Brief - Return the whole listing, line for line, without the pictures in it.

================

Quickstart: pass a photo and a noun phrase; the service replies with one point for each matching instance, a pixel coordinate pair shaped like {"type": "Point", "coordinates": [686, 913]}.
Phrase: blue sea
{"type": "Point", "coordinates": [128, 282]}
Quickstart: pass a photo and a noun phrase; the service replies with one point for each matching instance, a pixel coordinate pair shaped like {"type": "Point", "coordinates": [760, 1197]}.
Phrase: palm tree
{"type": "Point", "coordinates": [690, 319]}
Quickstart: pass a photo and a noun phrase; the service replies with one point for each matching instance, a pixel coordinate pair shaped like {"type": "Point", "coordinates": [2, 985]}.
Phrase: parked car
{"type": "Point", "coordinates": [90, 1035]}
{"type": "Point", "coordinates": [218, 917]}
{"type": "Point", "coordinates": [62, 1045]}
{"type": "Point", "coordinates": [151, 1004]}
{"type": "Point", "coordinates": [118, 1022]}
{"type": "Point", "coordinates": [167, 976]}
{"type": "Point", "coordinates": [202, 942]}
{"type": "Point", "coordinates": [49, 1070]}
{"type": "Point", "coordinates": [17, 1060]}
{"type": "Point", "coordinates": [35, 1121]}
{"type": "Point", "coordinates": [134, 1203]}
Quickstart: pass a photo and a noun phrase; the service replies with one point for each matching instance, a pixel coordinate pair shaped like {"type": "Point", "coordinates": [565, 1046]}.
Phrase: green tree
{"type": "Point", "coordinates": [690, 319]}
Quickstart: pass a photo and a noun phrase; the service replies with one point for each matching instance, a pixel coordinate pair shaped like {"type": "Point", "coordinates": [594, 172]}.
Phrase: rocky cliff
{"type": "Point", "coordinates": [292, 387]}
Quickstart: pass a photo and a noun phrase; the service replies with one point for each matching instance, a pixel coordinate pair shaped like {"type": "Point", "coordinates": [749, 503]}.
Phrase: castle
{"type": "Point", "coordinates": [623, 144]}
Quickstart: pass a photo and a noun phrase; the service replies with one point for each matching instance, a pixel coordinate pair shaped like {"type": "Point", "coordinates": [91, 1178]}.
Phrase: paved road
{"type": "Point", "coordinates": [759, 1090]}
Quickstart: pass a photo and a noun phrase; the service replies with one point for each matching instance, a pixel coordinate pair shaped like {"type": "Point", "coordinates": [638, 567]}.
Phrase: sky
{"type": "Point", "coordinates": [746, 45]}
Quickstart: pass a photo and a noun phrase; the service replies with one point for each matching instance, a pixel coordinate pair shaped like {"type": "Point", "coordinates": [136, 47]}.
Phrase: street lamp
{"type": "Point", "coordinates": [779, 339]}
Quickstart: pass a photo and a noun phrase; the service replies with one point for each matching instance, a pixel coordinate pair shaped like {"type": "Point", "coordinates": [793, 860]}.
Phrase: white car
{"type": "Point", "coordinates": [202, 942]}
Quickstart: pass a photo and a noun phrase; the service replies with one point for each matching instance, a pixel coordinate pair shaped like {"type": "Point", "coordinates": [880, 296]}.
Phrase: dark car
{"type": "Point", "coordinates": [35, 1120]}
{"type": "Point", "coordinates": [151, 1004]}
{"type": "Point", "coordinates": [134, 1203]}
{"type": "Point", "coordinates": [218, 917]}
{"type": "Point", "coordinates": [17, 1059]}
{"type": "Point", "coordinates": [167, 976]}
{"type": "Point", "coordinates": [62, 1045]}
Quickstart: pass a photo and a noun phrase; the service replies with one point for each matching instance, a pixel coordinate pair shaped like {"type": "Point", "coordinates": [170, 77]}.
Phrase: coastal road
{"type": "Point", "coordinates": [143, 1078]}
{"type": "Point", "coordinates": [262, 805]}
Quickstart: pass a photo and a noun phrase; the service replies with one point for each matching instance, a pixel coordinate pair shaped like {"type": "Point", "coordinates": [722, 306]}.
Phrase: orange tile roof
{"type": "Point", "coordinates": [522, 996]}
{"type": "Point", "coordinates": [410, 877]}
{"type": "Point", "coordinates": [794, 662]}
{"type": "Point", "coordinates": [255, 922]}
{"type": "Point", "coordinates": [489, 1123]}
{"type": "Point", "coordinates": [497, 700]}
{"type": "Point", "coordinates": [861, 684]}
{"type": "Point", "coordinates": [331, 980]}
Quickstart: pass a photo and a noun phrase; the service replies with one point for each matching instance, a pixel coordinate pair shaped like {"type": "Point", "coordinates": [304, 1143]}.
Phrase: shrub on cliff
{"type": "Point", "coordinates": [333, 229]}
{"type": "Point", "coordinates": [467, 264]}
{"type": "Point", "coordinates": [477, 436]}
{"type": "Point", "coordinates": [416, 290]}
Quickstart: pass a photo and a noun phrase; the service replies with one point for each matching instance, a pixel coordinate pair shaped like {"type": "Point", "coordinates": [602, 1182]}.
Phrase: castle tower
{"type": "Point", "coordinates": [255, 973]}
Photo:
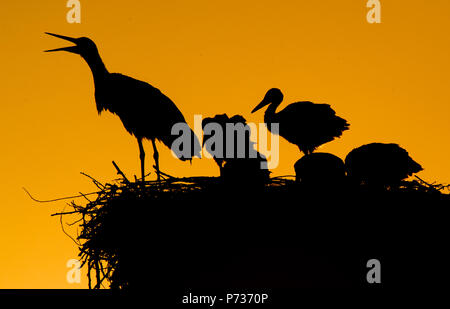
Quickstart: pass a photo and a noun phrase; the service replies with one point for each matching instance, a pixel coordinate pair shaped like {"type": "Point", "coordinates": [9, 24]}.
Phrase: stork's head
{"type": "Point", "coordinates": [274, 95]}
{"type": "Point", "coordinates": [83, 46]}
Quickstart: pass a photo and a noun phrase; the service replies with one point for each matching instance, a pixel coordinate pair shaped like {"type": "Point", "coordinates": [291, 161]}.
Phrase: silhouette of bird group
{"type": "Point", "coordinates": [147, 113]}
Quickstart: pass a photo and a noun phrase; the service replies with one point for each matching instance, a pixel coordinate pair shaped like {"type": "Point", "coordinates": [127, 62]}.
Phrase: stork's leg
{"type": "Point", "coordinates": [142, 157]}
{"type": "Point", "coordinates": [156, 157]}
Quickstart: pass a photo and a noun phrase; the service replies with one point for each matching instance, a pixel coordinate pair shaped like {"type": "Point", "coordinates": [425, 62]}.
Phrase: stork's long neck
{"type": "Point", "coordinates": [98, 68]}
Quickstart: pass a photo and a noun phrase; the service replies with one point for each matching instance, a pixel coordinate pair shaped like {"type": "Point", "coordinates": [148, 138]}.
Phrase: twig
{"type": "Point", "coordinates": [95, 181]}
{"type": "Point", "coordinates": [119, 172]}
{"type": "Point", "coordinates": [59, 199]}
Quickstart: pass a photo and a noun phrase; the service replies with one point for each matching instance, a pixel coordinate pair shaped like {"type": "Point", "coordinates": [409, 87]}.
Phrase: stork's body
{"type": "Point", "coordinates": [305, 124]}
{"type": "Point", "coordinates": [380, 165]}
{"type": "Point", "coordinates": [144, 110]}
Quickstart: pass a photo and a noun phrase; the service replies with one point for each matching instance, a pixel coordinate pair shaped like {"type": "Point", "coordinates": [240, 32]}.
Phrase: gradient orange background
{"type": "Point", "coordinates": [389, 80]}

================

Written solution -
Quickstart: pass a photo and a noun phrase; the service replies with one point for each matching instance, a pixel coordinate pair shaped like {"type": "Point", "coordinates": [686, 913]}.
Phrase: blue sea
{"type": "Point", "coordinates": [128, 282]}
Quickstart: pass a photo and a noun phrase; the service replies with one point for each matching instance, a pixel coordinate pair shaped like {"type": "Point", "coordinates": [760, 1197]}.
Phrase: palm tree
{"type": "Point", "coordinates": [690, 319]}
Quickstart: pass a photo and a noun phrase; the service replies with one point for each matching instance, a pixel coordinate pair shaped like {"type": "Point", "coordinates": [2, 985]}.
Phrase: parked car
{"type": "Point", "coordinates": [90, 1035]}
{"type": "Point", "coordinates": [218, 917]}
{"type": "Point", "coordinates": [62, 1045]}
{"type": "Point", "coordinates": [151, 1004]}
{"type": "Point", "coordinates": [118, 1022]}
{"type": "Point", "coordinates": [167, 976]}
{"type": "Point", "coordinates": [202, 942]}
{"type": "Point", "coordinates": [49, 1070]}
{"type": "Point", "coordinates": [17, 1060]}
{"type": "Point", "coordinates": [35, 1121]}
{"type": "Point", "coordinates": [134, 1203]}
Quickstart: pass a photo and a noun phrase; the service replies with one point for each matching instance, a pixel coordinate pair shaped like {"type": "Point", "coordinates": [565, 1046]}.
Phrase: green tree
{"type": "Point", "coordinates": [690, 319]}
Quickstart: pass a photo and a noun phrase; the service replies with one point for each matching instance, a pixel coordinate pair shaped like {"type": "Point", "coordinates": [594, 172]}.
Phrase: rocky cliff
{"type": "Point", "coordinates": [292, 387]}
Quickstart: pass a photo and a noun phrase; the service replies with one point for each matching instance, a pixel coordinate pair shaped like {"type": "Point", "coordinates": [749, 503]}.
Phrase: castle
{"type": "Point", "coordinates": [623, 144]}
Quickstart: pass a photo and a noun phrase; the service replies with one point for each matching instance, a pixel coordinate pair shaped like {"type": "Point", "coordinates": [91, 1178]}.
Phrase: paved road
{"type": "Point", "coordinates": [759, 1090]}
Quickstart: pass a photo and a noun phrase; the service replies with one point for each matching instance, a pixel coordinate pair shaped like {"type": "Point", "coordinates": [638, 567]}.
Phrase: sky
{"type": "Point", "coordinates": [746, 45]}
Quickstart: pass a photo and a noun phrase; the service replies with one point for each matching instance, a pixel coordinate pair shaped like {"type": "Point", "coordinates": [136, 47]}.
Phrase: street lamp
{"type": "Point", "coordinates": [779, 339]}
Quickstart: pass a photo and a noun phrase; the service replies with one point for each matching instance, a pixel coordinate pair shaped like {"type": "Point", "coordinates": [793, 860]}.
Phrase: white car
{"type": "Point", "coordinates": [202, 942]}
Quickstart: pass a photo and a noun phrase; the service replies with one point for each matching instance, a pixel coordinate pair shaped like {"type": "Point", "coordinates": [880, 296]}.
Phrase: dark car
{"type": "Point", "coordinates": [35, 1120]}
{"type": "Point", "coordinates": [151, 1004]}
{"type": "Point", "coordinates": [134, 1203]}
{"type": "Point", "coordinates": [218, 917]}
{"type": "Point", "coordinates": [17, 1059]}
{"type": "Point", "coordinates": [167, 976]}
{"type": "Point", "coordinates": [62, 1045]}
Quickstart: pass a photo and a noun phrase; the service replies with one point for each matching instance, a pixel coordinate pair shaped like {"type": "Point", "coordinates": [170, 77]}.
Phrase: coastal road
{"type": "Point", "coordinates": [143, 1078]}
{"type": "Point", "coordinates": [262, 805]}
Quickstart: pass a photo and a noun phrase; the service replies with one point for each matching instance, a pixel coordinate pair shaped like {"type": "Point", "coordinates": [722, 306]}.
Phrase: orange tile roof
{"type": "Point", "coordinates": [522, 996]}
{"type": "Point", "coordinates": [410, 877]}
{"type": "Point", "coordinates": [794, 662]}
{"type": "Point", "coordinates": [255, 922]}
{"type": "Point", "coordinates": [489, 1123]}
{"type": "Point", "coordinates": [497, 700]}
{"type": "Point", "coordinates": [861, 684]}
{"type": "Point", "coordinates": [331, 980]}
Quickstart: pass a photo and a noun phrase; the service replies with one point for each matching instance, a pixel coordinate pair shaped like {"type": "Point", "coordinates": [304, 1143]}.
Phrase: shrub on cliff
{"type": "Point", "coordinates": [333, 229]}
{"type": "Point", "coordinates": [467, 264]}
{"type": "Point", "coordinates": [477, 436]}
{"type": "Point", "coordinates": [416, 290]}
Quickstart: pass a photo and a noun phrase; the service replies with one point for each matching instance, a pixel coordinate pair shaped like {"type": "Point", "coordinates": [602, 1182]}.
Phrase: castle tower
{"type": "Point", "coordinates": [255, 973]}
Photo:
Quickstart: pass a photo and a noun phrase; the service replies with one point for each matching instance, a pixel coordinate pair shaped like {"type": "Point", "coordinates": [9, 24]}.
Phrase: stork's head
{"type": "Point", "coordinates": [274, 95]}
{"type": "Point", "coordinates": [83, 46]}
Quickstart: pass a photo and a noun phrase; the service replies with one point for each matching instance, a pixel coordinate pair shaped like {"type": "Point", "coordinates": [291, 161]}.
Phrase: silhouette of bird group
{"type": "Point", "coordinates": [147, 113]}
Quickstart: pass a photo and a noun phrase; the service replies with one point for each matching instance, a pixel coordinate pair shaped like {"type": "Point", "coordinates": [127, 62]}.
Phrase: stork's leg
{"type": "Point", "coordinates": [142, 157]}
{"type": "Point", "coordinates": [156, 157]}
Quickstart: pass a photo and a noun phrase; the service replies with one point for each matching instance, a pixel coordinate pair shaped like {"type": "Point", "coordinates": [425, 62]}.
Phrase: stork's long neck
{"type": "Point", "coordinates": [98, 68]}
Quickstart: pass a photo and a noun phrase; the service replies with one point for each matching instance, a pixel coordinate pair shaped like {"type": "Point", "coordinates": [148, 138]}.
Phrase: twig
{"type": "Point", "coordinates": [95, 181]}
{"type": "Point", "coordinates": [119, 172]}
{"type": "Point", "coordinates": [59, 199]}
Quickstart: pass a photo and a noun phrase; the service replies with one point for each matching instance, a pixel coordinate pair shaped like {"type": "Point", "coordinates": [409, 87]}.
Phrase: stork's body
{"type": "Point", "coordinates": [305, 124]}
{"type": "Point", "coordinates": [380, 165]}
{"type": "Point", "coordinates": [144, 110]}
Quickstart: pass a photo and a noun phrase; the service replies with one point for each matching instance, a pixel coordinate pair shaped like {"type": "Point", "coordinates": [240, 32]}.
Phrase: gradient orange background
{"type": "Point", "coordinates": [389, 80]}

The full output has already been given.